*Aim of the task*
Pick out and copy each line of the material below that contains the word "Spot". Case counts.

*** Source data

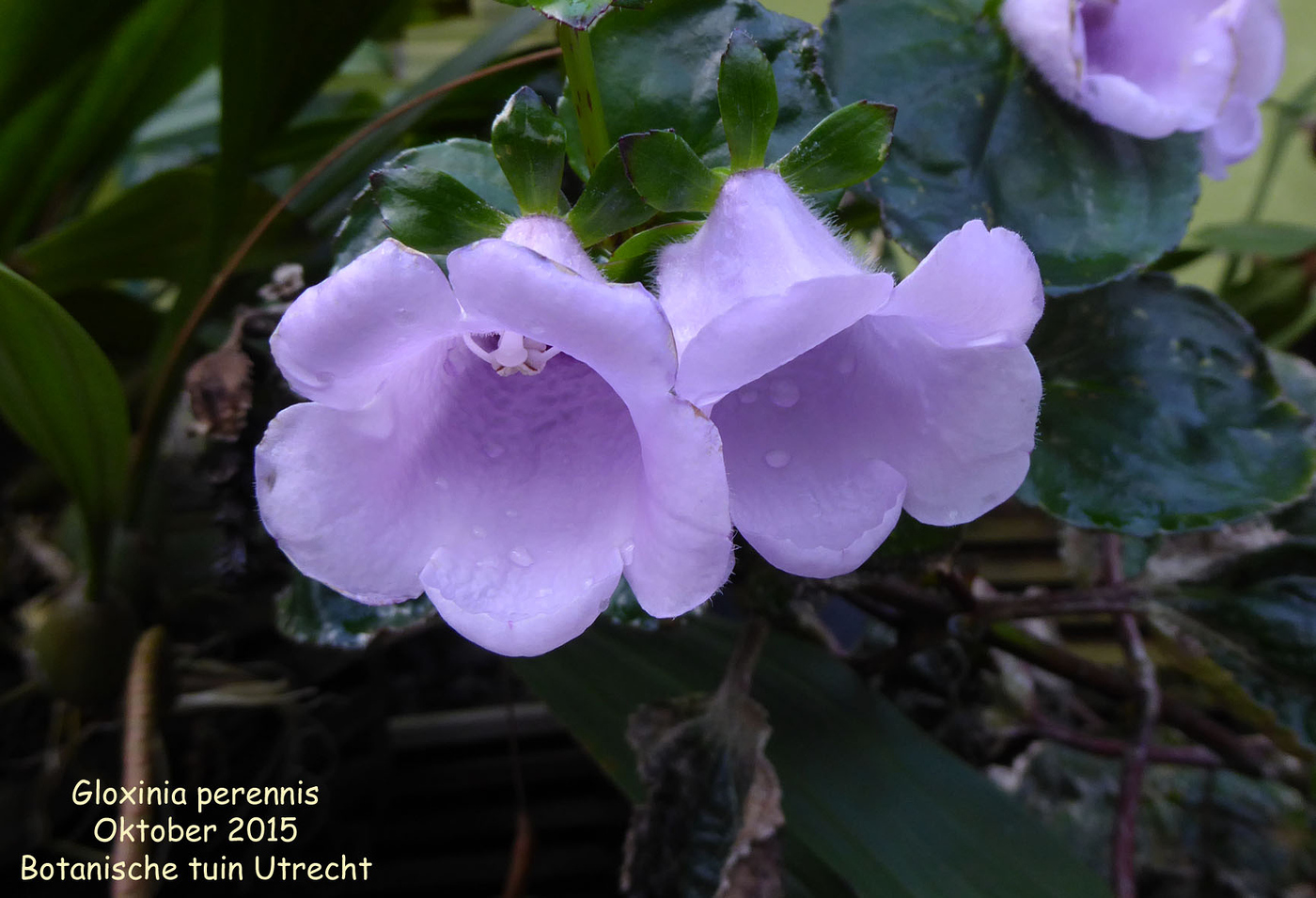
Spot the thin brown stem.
[129,47,562,497]
[109,627,164,898]
[1103,533,1161,898]
[1026,720,1224,767]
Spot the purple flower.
[257,217,731,654]
[1001,0,1284,178]
[658,170,1042,576]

******

*Task result*
Spot the thin brown stem.
Spot the purple flower.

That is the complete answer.